TASK TO COMPLETE: Rename "grassy slope" as "grassy hillside" in the data, starting at the line that has "Place a point on the grassy" and stopping after the line that has "<point>527,575</point>". Give only those lines, with nothing else changed.

EXTRACTED DATA:

════════

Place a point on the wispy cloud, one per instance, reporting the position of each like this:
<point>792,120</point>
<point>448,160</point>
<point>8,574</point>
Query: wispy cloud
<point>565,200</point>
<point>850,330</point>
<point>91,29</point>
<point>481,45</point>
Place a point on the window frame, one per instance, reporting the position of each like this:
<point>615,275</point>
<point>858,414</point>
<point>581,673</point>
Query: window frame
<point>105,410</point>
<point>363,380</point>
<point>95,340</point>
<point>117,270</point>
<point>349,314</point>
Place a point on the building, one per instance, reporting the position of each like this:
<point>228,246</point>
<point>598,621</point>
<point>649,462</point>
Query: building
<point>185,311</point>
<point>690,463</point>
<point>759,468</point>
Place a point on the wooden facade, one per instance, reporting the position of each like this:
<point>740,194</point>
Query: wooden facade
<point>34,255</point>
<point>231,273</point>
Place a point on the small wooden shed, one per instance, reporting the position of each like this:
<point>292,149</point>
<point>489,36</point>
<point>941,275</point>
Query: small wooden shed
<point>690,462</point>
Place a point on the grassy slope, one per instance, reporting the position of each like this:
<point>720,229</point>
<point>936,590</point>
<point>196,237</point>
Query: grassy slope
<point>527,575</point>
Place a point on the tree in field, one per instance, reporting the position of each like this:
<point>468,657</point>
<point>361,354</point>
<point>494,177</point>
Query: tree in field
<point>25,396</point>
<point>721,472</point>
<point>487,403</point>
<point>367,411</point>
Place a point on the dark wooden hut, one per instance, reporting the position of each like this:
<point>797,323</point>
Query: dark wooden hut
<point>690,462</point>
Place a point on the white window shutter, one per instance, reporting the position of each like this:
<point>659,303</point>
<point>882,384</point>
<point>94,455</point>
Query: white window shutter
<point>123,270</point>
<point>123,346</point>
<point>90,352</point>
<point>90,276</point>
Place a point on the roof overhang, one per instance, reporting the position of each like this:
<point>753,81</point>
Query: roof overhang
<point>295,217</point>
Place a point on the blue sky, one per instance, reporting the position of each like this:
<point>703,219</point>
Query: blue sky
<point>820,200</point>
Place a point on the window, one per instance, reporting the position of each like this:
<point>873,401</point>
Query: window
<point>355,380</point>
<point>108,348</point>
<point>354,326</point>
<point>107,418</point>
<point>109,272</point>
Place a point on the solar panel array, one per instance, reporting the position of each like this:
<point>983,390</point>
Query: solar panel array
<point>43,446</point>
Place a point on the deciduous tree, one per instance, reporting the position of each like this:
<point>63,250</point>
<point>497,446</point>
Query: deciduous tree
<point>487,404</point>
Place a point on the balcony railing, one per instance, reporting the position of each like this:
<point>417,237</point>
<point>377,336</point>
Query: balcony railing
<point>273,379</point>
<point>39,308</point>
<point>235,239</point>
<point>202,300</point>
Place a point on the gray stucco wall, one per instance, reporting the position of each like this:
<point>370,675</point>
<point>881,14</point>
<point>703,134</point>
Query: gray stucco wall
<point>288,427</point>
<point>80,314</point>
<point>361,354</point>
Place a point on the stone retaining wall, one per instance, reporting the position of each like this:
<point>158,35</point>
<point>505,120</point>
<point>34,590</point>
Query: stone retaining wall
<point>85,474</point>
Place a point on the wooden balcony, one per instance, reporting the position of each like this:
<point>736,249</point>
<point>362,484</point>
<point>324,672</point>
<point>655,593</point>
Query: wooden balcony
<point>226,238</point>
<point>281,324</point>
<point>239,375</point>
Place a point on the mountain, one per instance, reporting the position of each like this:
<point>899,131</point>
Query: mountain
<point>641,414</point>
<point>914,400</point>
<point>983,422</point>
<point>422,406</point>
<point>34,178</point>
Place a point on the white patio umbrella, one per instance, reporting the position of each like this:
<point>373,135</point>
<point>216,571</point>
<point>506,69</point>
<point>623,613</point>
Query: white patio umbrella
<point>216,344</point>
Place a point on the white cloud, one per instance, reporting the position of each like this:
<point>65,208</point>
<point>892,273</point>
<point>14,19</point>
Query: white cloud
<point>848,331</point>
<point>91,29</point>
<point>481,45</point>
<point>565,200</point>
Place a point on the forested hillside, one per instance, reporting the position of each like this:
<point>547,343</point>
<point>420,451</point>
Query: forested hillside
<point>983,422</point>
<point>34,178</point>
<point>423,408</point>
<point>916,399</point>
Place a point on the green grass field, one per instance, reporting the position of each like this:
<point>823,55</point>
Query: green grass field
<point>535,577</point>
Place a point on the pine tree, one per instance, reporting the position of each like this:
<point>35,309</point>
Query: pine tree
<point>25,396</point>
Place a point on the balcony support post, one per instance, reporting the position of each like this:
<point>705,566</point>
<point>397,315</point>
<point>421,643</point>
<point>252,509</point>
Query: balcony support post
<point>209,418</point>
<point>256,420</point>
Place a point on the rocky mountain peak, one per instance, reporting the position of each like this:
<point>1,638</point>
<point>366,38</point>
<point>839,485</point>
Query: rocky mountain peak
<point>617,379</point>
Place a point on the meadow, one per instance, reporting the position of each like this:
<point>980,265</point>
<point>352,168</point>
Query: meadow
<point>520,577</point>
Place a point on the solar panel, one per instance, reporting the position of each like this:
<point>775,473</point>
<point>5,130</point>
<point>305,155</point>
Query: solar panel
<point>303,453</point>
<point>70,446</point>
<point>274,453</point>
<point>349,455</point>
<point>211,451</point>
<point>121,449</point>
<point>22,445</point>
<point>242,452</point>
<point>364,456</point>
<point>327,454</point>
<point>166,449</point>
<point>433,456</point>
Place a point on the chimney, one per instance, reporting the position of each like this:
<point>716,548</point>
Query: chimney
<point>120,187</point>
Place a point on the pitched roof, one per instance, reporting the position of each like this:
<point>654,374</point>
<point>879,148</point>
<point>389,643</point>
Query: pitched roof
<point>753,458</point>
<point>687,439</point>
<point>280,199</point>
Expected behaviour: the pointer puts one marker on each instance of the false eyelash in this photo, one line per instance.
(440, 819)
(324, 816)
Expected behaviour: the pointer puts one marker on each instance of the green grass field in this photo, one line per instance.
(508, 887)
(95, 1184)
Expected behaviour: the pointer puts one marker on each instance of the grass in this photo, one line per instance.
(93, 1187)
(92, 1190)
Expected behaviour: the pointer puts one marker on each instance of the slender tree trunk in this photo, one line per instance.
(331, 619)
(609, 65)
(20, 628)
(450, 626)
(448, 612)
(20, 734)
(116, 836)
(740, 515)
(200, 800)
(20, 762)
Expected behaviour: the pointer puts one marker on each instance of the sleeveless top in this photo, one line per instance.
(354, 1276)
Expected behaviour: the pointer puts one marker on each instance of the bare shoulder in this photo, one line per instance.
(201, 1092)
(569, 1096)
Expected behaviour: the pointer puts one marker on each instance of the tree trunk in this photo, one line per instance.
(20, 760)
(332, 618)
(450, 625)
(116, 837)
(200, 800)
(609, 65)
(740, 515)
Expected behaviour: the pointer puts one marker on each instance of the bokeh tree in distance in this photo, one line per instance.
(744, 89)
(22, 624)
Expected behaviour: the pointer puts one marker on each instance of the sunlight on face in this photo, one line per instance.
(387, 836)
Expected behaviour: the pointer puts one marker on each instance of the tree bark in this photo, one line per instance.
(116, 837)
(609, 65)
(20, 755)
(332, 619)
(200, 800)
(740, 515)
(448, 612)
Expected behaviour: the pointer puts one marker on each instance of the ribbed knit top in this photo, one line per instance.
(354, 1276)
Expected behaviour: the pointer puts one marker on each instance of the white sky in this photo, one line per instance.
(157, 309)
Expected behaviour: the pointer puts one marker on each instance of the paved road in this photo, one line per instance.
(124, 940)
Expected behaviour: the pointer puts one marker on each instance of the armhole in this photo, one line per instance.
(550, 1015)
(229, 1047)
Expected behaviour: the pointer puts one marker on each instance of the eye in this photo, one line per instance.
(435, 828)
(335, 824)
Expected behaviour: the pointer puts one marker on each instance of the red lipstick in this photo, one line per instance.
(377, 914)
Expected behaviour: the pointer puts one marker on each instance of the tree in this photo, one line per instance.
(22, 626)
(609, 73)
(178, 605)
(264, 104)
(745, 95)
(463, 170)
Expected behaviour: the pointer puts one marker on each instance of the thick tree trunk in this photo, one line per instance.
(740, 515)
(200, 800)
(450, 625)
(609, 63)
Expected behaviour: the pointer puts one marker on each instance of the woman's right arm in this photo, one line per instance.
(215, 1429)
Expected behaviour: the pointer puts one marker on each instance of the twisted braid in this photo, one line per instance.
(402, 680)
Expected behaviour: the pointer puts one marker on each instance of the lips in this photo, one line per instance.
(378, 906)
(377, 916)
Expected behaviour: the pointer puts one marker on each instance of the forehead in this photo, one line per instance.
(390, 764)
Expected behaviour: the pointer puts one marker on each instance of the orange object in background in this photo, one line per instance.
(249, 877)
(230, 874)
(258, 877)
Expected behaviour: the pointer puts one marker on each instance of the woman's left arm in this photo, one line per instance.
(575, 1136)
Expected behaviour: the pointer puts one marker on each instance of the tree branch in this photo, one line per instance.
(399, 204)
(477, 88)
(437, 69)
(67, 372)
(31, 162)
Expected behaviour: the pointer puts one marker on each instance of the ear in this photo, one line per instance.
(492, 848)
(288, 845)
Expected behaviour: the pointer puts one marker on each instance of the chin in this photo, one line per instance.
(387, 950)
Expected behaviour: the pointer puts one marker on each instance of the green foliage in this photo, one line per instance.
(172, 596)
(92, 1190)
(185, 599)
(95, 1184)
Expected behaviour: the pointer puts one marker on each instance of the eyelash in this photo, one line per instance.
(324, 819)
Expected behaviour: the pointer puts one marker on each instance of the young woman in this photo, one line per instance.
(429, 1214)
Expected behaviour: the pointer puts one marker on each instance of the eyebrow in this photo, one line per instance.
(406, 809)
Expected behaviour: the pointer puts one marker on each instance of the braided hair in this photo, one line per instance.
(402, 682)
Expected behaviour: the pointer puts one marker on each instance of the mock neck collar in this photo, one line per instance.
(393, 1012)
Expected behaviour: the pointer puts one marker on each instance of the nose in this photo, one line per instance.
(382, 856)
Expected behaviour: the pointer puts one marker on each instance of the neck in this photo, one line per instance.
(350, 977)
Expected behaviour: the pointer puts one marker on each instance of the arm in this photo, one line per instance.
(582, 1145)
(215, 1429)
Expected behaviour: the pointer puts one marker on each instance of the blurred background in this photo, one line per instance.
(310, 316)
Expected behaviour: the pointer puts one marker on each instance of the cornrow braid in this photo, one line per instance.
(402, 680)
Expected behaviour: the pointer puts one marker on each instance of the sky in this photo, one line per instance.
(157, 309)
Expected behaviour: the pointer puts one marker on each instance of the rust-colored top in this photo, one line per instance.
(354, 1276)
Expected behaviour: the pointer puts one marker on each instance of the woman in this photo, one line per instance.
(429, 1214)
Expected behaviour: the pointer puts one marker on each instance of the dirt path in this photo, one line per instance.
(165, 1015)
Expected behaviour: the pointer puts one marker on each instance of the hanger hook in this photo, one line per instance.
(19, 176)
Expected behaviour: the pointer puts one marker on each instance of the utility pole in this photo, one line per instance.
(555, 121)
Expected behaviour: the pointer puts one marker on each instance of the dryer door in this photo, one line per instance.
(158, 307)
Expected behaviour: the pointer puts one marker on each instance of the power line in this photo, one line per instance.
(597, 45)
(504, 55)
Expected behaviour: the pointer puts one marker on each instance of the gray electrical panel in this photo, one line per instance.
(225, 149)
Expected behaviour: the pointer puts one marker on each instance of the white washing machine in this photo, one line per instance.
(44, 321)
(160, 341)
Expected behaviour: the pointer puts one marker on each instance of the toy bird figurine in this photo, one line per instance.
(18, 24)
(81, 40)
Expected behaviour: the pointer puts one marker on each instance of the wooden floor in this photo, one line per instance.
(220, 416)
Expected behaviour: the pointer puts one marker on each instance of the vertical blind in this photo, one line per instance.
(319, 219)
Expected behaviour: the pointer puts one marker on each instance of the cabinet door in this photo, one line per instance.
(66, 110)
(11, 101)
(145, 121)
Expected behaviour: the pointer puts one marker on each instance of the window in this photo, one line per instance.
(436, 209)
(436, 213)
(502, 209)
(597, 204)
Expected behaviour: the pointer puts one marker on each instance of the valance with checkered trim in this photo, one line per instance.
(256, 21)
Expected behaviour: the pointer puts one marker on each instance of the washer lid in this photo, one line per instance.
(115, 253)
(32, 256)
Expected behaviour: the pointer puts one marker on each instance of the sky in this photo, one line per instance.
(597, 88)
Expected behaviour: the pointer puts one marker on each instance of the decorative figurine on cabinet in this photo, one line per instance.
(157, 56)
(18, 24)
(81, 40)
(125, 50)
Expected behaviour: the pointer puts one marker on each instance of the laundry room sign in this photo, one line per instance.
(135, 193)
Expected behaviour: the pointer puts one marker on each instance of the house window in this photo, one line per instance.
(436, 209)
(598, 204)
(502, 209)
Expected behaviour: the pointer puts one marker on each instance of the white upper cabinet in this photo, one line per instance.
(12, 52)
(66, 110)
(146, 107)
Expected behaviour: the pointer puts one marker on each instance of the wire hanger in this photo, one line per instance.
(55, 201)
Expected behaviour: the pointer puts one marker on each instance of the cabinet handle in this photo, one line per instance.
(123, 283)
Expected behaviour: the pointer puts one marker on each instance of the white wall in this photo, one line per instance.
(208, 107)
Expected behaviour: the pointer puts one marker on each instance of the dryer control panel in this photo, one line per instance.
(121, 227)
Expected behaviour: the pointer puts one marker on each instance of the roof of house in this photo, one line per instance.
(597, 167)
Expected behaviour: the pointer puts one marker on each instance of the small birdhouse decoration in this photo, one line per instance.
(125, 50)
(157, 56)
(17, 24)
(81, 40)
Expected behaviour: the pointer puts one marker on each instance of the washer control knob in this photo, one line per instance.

════════

TASK RESULT:
Place a point on the grassy hillside, one per instance, reporting the position of each like this:
<point>720,229</point>
<point>936,590</point>
<point>196,237</point>
Query: grassy hillside
<point>527,575</point>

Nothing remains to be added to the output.